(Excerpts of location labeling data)

Begin

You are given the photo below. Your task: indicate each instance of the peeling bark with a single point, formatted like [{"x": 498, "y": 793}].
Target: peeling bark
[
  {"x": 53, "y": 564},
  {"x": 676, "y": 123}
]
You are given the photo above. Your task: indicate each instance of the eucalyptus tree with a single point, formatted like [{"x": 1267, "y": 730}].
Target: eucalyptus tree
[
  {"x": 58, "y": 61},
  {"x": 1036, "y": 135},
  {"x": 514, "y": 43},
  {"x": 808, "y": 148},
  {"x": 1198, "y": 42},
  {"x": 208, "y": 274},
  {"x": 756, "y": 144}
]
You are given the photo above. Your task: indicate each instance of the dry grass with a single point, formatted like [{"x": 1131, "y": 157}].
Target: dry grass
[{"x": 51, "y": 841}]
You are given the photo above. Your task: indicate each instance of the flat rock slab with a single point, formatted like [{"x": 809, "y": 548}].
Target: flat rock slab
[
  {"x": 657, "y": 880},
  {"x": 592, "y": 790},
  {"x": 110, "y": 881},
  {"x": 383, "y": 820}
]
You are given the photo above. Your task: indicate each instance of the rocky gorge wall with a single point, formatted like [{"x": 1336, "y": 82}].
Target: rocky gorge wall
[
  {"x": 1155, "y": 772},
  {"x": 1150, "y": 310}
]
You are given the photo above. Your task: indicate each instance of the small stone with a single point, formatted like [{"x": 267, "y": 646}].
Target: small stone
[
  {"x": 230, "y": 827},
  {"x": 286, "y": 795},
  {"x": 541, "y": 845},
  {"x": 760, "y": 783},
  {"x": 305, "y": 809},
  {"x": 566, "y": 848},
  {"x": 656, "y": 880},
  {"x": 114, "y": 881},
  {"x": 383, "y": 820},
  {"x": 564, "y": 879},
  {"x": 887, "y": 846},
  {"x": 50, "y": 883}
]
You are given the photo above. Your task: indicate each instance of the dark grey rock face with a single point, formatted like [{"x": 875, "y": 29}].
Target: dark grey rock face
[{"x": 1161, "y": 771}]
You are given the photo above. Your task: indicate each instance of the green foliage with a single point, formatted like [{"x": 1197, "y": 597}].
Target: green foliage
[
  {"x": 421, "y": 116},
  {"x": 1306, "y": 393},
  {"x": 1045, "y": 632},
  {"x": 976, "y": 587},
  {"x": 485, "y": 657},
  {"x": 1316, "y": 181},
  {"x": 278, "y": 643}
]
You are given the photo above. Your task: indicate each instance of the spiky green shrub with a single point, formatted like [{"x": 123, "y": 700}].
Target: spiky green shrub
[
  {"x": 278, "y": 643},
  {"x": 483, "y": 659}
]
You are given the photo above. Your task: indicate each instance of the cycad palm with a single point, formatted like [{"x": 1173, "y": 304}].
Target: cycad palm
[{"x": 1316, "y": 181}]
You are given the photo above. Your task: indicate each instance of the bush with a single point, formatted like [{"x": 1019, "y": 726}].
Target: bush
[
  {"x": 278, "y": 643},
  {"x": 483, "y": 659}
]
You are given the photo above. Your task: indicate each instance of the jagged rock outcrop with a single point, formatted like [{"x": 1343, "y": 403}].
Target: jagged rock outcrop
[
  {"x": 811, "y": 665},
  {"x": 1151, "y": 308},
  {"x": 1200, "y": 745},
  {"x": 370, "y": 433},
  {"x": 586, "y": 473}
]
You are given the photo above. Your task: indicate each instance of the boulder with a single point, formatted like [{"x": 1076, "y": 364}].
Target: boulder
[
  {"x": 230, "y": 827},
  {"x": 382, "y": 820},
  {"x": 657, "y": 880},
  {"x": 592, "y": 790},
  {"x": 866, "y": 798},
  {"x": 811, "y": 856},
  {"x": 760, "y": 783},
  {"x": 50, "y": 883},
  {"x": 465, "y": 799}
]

End

- SET EXERCISE -
Update the records above by replacing every occurrence of "with a single point" with "with one point", keeping everything else the same.

- TASK RESPONSE -
You are given the photo below. Your task: indicate each instance of the peeling bark with one point, formatted like [{"x": 498, "y": 793}].
Target: peeling bark
[
  {"x": 53, "y": 564},
  {"x": 676, "y": 123}
]
You are given the photo above. Your task: indicate each instance of the eucalyptus tree with one point, formatted like [{"x": 1267, "y": 730}].
Target: eucalyptus tree
[
  {"x": 58, "y": 61},
  {"x": 1036, "y": 135},
  {"x": 514, "y": 43},
  {"x": 808, "y": 148},
  {"x": 1198, "y": 42},
  {"x": 208, "y": 274},
  {"x": 756, "y": 144}
]
You are given the photo above. Your task: indicate each instance of the dry grass with one point, formatted like [{"x": 1131, "y": 157}].
Target: dry grass
[{"x": 51, "y": 841}]
You are given the photo above. Your task: indicate each instance of the flat rock slab with one point, formatted like [{"x": 809, "y": 548}].
Target: flat rock slab
[
  {"x": 657, "y": 880},
  {"x": 592, "y": 790},
  {"x": 110, "y": 881},
  {"x": 383, "y": 820}
]
You are given the photo above. Your task: indicate each instance of the rocky gorge wall with one point, formatted like [{"x": 1336, "y": 82}].
Target: rocky gorge wall
[
  {"x": 1155, "y": 772},
  {"x": 1150, "y": 310}
]
You are given the photo above. Your task: indicate each instance of the small stone with one point, formatted like [{"x": 267, "y": 646}].
Target: small stone
[
  {"x": 230, "y": 827},
  {"x": 286, "y": 795},
  {"x": 541, "y": 845},
  {"x": 760, "y": 783},
  {"x": 305, "y": 809},
  {"x": 566, "y": 848},
  {"x": 656, "y": 880},
  {"x": 114, "y": 881},
  {"x": 383, "y": 820},
  {"x": 564, "y": 879},
  {"x": 887, "y": 846},
  {"x": 50, "y": 883}
]
You are given the photo above. Your task: indicate each instance of the dark grey rock face with one point, formatted like [{"x": 875, "y": 29}].
Target: dark grey rock face
[{"x": 1161, "y": 771}]
You are given the photo above. Your task: indicate each instance of the green foliage with one point, formatted like [{"x": 1197, "y": 597}].
Target: green foliage
[
  {"x": 421, "y": 116},
  {"x": 1306, "y": 393},
  {"x": 1045, "y": 632},
  {"x": 976, "y": 587},
  {"x": 485, "y": 657},
  {"x": 1316, "y": 181},
  {"x": 278, "y": 643}
]
You are given the photo above. Your task: indicate each instance of the spiky green shrub with one point, formatted like [{"x": 123, "y": 700}].
Target: spiky green shrub
[
  {"x": 278, "y": 643},
  {"x": 483, "y": 659}
]
You are given the photo above. Your task: indicate each instance of the cycad palm with one point, formatted like [{"x": 1173, "y": 304}].
Target: cycad palm
[{"x": 1316, "y": 181}]
You are given the photo above. Your task: indicate each instance of the bush with one point, formatted like [{"x": 1019, "y": 726}].
Target: bush
[
  {"x": 278, "y": 643},
  {"x": 483, "y": 659}
]
You are given the photo above. Your task: indicate each instance of the jagged rock outcrop with one point, formatted like [{"x": 1343, "y": 403}].
Target: jagged rock outcrop
[
  {"x": 811, "y": 665},
  {"x": 1151, "y": 308},
  {"x": 1200, "y": 745},
  {"x": 370, "y": 433},
  {"x": 586, "y": 473}
]
You are given the photo above. Your task: indicate each instance of the boulder with one point, formatted like [{"x": 1076, "y": 364}].
Target: boulder
[
  {"x": 230, "y": 827},
  {"x": 382, "y": 820},
  {"x": 657, "y": 880},
  {"x": 592, "y": 790},
  {"x": 866, "y": 798},
  {"x": 811, "y": 856},
  {"x": 760, "y": 783},
  {"x": 50, "y": 883},
  {"x": 465, "y": 799}
]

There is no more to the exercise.